■ 実施事項:
[a] 次の(i)〜(iii)は本文の内容と合っていますか。それぞれ「はい」か「いいえ」で答え、決め手となる本文の語句を正確に引用してください。
(i) 筆者の病院は民間病院だが、コロナの受け入れをしている。
(ii) 筆者は、民間病院がコロナを診ないのはお金のせいだと考えている。
(iii) 筆者によれば、冬は以前から病床が埋まりやすい。
[b] 本文のうち、「もはやコロナの受け入れをする」で始まり「という意見もあります。」まで続く部分を、一字も変えずに再掲してください。

■ 本文:
★ ★ ★ ★ ★ ★ ★
コロナ患者の、治療後の受け入れ先が少ない原因は?・・・日本は医療大国ではない
先日、現在の都内の医療は崩壊していると書きました。
その原因について、
「民間病院がコロナの受け入れをしていないからだ!」
と指摘を受けます。あるJ医大の医師は、
「民間病院がコロナを診ないのはお金のせい、お金を配りコロナに参画を。」
と提言していました。
民間病院はコロナを診ていない。
コロナを診ると赤字になるので、金もうけになる病気しか診ない。
そうお思いなんでしょうか。
↓↓こんな感じの図でしょうか。
自分はそうは思いません!
現実はコロナの受け入れをしている病院も、受け入れをしてない病院も、介護施設でさえコロナに対応しなくてはいけない世の中になっています。
自分の病院は珍しくも、民間病院なのにコロナの受け入れをしている病院です。コロナの受け入れをしたうえで、さらに救急患者様のなかでポツポツでるコロナ陽性の方がプラスされ、常に定床以上の人数コロナ患者様が入院されています。
近隣のコロナの受け入れをしていない医療機関、介護施設でも転院できずに自らの施設で経過観察しているコロナの患者様がかなりいるようです。
もはやコロナの受け入れをする・しない関係なくコロナの診療をせざるを得ない状態になっています。
それはもうお金がどうとか関係なく,
↓↓正しくはこう!
評論家や、コロナの診療をしていないお偉い医者のコメントは、自分たちのストレスを増す原因の一つであることを理解してもらいたい!
最近は、
「せめてコロナから回復した人の後方の受け入れ病院になってほしい」
という意見もあります。
これもハードルがあります。
その理由を書いてゆきます。
1.もともと冬は後方病院、介護施設も多忙で渋滞する
以前から冬は病床が埋まり、医療機関の連携は悪くなるんです。
日本は世界一ののベッド数の医療大国、コロナ患者も欧米の数パーセントという評論を目にします。違います!
正しくは「日本は世界一の患者大国、医療はそれにあわせて必要最低限でつくられている」
★ ★ ★ ★ ★ ★ ★
■ 提供情報:
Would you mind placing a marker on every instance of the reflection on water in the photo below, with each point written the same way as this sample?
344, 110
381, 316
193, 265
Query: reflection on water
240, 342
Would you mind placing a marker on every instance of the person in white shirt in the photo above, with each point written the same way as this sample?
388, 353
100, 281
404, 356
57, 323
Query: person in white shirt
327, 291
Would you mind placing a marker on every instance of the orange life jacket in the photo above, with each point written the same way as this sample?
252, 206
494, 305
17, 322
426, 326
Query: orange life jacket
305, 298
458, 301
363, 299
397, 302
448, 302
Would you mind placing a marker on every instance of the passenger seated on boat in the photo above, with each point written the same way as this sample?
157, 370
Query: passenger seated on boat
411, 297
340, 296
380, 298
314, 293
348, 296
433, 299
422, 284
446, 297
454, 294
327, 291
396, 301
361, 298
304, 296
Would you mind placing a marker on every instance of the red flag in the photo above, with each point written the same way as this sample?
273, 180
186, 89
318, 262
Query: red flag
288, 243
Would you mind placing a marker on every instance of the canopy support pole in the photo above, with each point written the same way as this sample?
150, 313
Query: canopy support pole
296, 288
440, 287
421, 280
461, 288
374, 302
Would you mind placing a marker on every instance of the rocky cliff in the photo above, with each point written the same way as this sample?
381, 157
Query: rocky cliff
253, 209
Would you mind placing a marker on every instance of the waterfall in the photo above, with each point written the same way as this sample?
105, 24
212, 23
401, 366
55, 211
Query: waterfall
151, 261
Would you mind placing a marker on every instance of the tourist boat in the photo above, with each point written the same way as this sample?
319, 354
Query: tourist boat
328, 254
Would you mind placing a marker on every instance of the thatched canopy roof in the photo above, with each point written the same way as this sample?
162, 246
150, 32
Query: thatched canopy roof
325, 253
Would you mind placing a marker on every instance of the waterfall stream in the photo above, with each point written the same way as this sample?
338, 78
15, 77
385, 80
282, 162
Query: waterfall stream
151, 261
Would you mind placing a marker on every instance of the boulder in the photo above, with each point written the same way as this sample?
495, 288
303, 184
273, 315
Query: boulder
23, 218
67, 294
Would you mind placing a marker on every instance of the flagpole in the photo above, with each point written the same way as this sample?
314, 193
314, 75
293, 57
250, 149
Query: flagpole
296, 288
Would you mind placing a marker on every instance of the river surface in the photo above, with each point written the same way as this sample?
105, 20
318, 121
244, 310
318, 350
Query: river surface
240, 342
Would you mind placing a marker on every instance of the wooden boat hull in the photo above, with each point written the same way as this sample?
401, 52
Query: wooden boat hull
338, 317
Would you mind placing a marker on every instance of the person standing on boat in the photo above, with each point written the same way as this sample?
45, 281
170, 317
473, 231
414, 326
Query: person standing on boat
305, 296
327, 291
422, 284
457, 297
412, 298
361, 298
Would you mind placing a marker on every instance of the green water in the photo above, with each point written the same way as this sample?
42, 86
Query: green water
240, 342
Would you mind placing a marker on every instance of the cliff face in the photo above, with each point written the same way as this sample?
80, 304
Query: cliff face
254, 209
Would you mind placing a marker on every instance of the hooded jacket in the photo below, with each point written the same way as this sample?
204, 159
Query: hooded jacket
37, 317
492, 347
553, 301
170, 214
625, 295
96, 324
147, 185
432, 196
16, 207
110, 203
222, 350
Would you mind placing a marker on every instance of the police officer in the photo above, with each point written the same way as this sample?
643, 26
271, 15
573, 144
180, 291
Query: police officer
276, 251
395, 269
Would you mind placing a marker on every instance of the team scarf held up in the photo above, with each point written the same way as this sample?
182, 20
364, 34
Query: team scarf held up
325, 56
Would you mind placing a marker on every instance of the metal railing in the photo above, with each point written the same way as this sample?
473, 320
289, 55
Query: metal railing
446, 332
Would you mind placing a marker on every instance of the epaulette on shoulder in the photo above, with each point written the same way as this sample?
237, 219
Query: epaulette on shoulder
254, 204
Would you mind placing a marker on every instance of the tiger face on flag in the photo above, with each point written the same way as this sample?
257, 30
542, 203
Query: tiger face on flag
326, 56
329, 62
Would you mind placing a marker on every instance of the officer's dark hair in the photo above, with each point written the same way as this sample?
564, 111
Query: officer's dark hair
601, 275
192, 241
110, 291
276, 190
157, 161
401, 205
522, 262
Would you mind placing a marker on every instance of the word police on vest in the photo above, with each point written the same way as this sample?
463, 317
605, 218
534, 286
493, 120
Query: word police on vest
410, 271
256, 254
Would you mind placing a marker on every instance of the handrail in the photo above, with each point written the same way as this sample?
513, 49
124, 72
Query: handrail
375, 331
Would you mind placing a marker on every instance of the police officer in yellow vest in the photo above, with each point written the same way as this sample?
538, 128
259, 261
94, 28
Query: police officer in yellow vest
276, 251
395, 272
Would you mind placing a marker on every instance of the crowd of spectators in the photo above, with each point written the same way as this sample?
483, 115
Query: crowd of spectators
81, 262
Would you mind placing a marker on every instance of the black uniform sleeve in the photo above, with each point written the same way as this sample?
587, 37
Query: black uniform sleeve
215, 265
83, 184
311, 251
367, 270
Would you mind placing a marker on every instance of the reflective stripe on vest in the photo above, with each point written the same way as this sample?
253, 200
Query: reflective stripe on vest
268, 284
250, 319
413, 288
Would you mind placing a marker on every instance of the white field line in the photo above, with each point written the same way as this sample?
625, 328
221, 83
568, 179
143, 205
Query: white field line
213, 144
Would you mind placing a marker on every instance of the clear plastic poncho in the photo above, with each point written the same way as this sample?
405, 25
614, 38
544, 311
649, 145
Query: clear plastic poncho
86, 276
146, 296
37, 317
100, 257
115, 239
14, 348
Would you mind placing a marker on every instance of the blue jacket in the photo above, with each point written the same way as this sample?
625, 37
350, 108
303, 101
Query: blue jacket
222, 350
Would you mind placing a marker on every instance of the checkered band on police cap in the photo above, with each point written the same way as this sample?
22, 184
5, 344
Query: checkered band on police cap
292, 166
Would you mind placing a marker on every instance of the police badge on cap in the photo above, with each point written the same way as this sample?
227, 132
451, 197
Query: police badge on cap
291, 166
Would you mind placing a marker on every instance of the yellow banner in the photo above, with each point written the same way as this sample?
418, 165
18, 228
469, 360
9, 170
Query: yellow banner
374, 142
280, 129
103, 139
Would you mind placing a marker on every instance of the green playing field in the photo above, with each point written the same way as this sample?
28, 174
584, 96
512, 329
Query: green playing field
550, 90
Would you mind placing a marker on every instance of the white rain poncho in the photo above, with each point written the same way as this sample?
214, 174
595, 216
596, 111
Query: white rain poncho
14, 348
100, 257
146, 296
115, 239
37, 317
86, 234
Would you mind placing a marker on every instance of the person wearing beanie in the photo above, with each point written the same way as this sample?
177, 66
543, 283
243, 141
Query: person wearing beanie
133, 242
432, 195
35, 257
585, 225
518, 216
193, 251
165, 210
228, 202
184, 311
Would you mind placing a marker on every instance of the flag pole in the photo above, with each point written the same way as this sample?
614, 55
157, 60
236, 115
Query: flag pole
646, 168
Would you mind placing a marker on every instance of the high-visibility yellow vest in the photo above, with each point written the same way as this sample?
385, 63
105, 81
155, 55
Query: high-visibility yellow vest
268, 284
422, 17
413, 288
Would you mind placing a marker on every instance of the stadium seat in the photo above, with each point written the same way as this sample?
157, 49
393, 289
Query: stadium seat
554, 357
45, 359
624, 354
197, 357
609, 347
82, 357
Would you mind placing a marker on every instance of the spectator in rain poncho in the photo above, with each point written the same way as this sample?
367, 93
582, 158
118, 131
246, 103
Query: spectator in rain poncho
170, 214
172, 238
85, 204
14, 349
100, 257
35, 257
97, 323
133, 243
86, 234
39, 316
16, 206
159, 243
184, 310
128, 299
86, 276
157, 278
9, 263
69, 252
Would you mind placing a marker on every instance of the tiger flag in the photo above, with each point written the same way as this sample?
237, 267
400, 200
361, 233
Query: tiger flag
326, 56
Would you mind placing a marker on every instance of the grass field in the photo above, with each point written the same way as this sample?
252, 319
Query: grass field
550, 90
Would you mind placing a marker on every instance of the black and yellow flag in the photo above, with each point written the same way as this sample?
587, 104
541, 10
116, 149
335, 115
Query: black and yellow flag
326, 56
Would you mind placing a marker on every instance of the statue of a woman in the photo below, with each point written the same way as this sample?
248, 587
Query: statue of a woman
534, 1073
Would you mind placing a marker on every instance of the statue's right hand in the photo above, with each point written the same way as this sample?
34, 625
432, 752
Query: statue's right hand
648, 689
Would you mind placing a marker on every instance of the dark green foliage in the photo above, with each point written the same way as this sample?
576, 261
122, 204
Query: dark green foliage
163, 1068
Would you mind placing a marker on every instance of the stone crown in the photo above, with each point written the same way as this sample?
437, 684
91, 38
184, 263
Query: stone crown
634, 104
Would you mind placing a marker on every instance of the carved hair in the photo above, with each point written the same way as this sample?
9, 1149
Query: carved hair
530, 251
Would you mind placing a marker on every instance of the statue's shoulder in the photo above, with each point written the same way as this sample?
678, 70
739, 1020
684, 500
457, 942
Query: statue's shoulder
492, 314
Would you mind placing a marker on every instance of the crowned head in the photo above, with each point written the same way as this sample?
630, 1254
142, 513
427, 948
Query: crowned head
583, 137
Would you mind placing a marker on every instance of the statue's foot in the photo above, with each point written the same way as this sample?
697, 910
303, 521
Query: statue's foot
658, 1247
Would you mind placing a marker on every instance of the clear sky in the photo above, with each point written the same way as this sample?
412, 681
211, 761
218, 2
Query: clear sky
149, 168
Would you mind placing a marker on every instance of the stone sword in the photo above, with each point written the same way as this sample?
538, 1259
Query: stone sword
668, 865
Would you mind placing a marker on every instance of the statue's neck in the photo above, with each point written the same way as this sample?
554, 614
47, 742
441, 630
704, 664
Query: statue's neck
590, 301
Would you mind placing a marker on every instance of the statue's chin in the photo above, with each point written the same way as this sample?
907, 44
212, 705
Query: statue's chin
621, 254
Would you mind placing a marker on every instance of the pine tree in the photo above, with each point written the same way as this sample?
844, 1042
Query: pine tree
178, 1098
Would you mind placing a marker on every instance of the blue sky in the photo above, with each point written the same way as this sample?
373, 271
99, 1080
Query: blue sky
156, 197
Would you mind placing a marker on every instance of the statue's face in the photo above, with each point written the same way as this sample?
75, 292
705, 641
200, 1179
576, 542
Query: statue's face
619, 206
★ ★ ★ ★ ★ ★ ★
■ 回答一覧:
[a]
(i) はい。「自分の病院は珍しくも、民間病院なのにコロナの受け入れをしている病院です。」
(ii) いいえ。「自分はそうは思いません!」
(iii) はい。「以前から冬は病床が埋まり、医療機関の連携は悪くなるんです。」

[b]
もはやコロナの受け入れをする・しない関係なくコロナの診療をせざるを得ない状態になっています。
それはもうお金がどうとか関係なく,
↓↓正しくはこう!
評論家や、コロナの診療をしていないお偉い医者のコメントは、自分たちのストレスを増す原因の一つであることを理解してもらいたい!
最近は、
「せめてコロナから回復した人の後方の受け入れ病院になってほしい」
という意見もあります。